Entri penunjukan objek berlabel:
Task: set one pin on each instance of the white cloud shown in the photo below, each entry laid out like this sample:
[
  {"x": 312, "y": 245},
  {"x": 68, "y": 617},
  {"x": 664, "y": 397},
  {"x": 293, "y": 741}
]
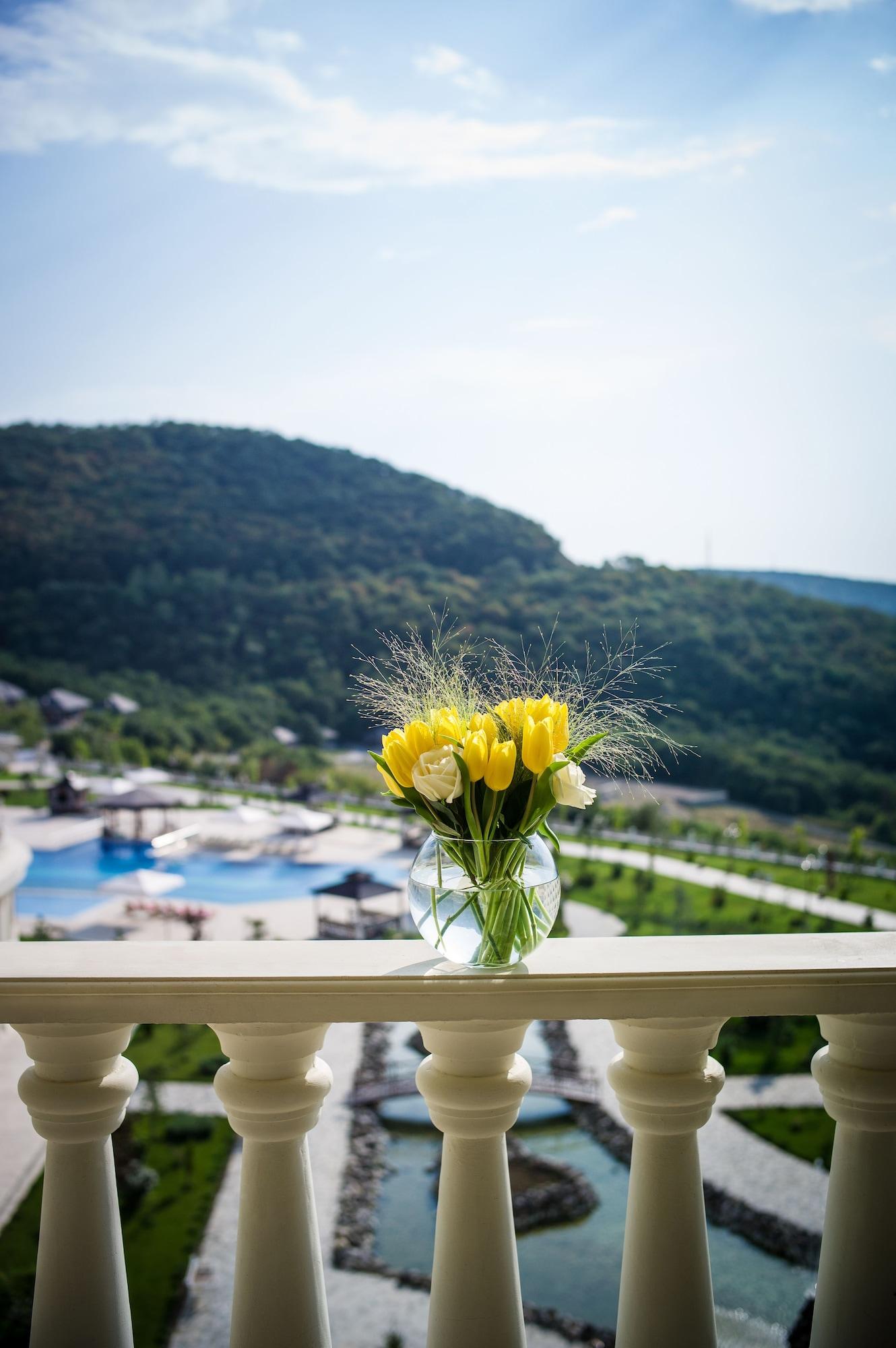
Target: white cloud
[
  {"x": 278, "y": 42},
  {"x": 405, "y": 254},
  {"x": 444, "y": 63},
  {"x": 804, "y": 6},
  {"x": 607, "y": 219},
  {"x": 560, "y": 324},
  {"x": 152, "y": 73}
]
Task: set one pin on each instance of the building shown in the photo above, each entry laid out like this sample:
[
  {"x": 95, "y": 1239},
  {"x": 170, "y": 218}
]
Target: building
[
  {"x": 121, "y": 704},
  {"x": 68, "y": 796},
  {"x": 11, "y": 694},
  {"x": 63, "y": 708}
]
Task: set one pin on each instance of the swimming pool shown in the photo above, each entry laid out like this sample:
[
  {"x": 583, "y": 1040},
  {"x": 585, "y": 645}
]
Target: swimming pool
[{"x": 64, "y": 884}]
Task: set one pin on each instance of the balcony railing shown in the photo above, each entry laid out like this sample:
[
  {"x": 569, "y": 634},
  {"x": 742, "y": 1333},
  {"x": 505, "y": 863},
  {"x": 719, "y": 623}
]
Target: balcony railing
[{"x": 75, "y": 1005}]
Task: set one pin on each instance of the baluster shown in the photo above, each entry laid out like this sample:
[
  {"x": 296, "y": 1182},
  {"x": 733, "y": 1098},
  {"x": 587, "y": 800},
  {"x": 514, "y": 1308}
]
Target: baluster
[
  {"x": 474, "y": 1084},
  {"x": 856, "y": 1300},
  {"x": 273, "y": 1090},
  {"x": 666, "y": 1087},
  {"x": 77, "y": 1093}
]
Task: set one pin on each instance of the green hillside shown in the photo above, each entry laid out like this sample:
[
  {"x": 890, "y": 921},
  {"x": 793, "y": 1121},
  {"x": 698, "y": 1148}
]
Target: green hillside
[
  {"x": 837, "y": 590},
  {"x": 227, "y": 576}
]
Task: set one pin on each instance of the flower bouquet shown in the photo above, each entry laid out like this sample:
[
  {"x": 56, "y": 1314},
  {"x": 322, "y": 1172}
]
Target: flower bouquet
[{"x": 487, "y": 745}]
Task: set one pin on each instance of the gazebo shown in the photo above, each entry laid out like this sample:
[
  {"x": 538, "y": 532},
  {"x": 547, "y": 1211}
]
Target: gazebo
[
  {"x": 352, "y": 921},
  {"x": 133, "y": 803}
]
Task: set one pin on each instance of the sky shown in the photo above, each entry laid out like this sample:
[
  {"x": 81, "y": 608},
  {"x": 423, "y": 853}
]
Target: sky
[{"x": 626, "y": 268}]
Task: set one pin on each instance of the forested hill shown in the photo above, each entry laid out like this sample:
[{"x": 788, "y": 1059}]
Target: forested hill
[
  {"x": 95, "y": 505},
  {"x": 246, "y": 568},
  {"x": 837, "y": 590}
]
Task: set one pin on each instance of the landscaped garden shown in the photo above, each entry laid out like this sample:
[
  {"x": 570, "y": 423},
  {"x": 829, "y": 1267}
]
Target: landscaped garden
[
  {"x": 805, "y": 1133},
  {"x": 874, "y": 892},
  {"x": 169, "y": 1169},
  {"x": 176, "y": 1052},
  {"x": 654, "y": 905}
]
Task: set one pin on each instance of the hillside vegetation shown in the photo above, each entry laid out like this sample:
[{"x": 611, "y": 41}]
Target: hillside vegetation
[
  {"x": 234, "y": 574},
  {"x": 879, "y": 596}
]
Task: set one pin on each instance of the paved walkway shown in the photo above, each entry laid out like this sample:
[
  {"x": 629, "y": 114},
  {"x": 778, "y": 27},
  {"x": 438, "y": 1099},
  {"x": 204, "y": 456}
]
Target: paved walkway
[
  {"x": 751, "y": 888},
  {"x": 734, "y": 1159},
  {"x": 364, "y": 1308}
]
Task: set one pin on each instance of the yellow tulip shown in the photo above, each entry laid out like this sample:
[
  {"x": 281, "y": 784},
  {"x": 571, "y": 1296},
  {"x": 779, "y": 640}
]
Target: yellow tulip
[
  {"x": 499, "y": 773},
  {"x": 393, "y": 785},
  {"x": 483, "y": 722},
  {"x": 420, "y": 738},
  {"x": 399, "y": 757},
  {"x": 476, "y": 754},
  {"x": 538, "y": 745},
  {"x": 513, "y": 714},
  {"x": 561, "y": 727},
  {"x": 447, "y": 726},
  {"x": 540, "y": 710}
]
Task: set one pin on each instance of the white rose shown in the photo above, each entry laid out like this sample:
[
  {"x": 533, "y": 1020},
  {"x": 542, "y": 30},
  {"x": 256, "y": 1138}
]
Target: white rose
[
  {"x": 569, "y": 788},
  {"x": 437, "y": 776}
]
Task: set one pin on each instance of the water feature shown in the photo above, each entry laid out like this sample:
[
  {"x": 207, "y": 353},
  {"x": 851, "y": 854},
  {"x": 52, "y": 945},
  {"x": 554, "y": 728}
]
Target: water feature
[
  {"x": 576, "y": 1268},
  {"x": 65, "y": 882}
]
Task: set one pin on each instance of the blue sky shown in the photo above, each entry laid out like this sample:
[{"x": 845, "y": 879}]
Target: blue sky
[{"x": 627, "y": 268}]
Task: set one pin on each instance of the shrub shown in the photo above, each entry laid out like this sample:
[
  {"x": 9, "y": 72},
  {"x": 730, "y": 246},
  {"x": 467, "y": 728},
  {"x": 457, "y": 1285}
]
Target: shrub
[{"x": 188, "y": 1128}]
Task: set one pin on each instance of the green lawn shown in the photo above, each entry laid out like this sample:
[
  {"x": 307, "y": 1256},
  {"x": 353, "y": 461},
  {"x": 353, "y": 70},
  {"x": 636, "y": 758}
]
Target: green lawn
[
  {"x": 805, "y": 1133},
  {"x": 653, "y": 905},
  {"x": 855, "y": 889},
  {"x": 161, "y": 1227},
  {"x": 176, "y": 1052}
]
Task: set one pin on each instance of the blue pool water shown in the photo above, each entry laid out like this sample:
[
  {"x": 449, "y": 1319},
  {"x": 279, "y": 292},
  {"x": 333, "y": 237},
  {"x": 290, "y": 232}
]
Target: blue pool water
[{"x": 65, "y": 882}]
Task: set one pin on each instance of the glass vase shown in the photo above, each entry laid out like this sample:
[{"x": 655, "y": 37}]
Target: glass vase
[{"x": 486, "y": 905}]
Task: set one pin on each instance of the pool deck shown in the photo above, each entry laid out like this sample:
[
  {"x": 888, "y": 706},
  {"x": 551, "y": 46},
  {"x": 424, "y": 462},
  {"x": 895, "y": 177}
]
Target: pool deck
[
  {"x": 736, "y": 1160},
  {"x": 285, "y": 919}
]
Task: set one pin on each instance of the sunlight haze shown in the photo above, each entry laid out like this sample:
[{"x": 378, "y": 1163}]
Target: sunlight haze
[{"x": 629, "y": 270}]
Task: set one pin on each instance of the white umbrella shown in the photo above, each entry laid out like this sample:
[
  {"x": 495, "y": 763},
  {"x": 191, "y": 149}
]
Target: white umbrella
[
  {"x": 305, "y": 822},
  {"x": 143, "y": 885},
  {"x": 243, "y": 815}
]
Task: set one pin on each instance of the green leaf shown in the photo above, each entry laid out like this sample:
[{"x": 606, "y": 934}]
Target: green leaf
[
  {"x": 546, "y": 831},
  {"x": 463, "y": 768}
]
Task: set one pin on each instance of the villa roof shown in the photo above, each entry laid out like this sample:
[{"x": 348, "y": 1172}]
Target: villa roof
[
  {"x": 67, "y": 700},
  {"x": 141, "y": 799},
  {"x": 358, "y": 885},
  {"x": 122, "y": 704}
]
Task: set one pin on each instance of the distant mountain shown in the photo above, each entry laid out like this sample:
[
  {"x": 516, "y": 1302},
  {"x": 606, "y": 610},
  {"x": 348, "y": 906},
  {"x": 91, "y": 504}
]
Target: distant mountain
[
  {"x": 227, "y": 578},
  {"x": 879, "y": 596}
]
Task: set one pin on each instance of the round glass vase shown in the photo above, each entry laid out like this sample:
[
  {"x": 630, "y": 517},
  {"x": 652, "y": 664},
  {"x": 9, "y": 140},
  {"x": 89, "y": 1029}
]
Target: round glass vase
[{"x": 486, "y": 905}]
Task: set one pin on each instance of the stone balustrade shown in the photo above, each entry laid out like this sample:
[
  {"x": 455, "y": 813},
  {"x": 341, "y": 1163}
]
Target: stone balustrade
[{"x": 271, "y": 1005}]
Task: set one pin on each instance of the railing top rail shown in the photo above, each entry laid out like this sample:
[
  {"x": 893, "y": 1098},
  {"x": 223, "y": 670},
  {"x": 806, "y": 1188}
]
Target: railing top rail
[{"x": 402, "y": 981}]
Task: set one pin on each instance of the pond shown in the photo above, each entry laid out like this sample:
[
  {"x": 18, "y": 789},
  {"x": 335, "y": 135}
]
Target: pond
[{"x": 576, "y": 1268}]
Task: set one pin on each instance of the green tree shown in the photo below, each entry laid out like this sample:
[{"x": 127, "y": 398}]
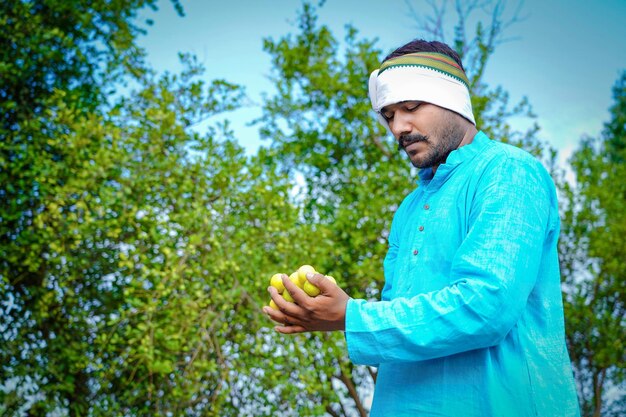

[TUGAS]: Tolong sajikan baris-baris mulai dari baris yang memuat "Task: set one pin on each instance of the green tree" sampai akhir data, keduanya termasuk, sebagai daftar bernomor tanpa baris kosong. Jangan sertakan gambar dalam jawaban.

[JAWABAN TUGAS]:
1. Task: set one pin on each instance of the green tree shown in the photo below, each entry laid out like this sample:
2. [{"x": 127, "y": 398}]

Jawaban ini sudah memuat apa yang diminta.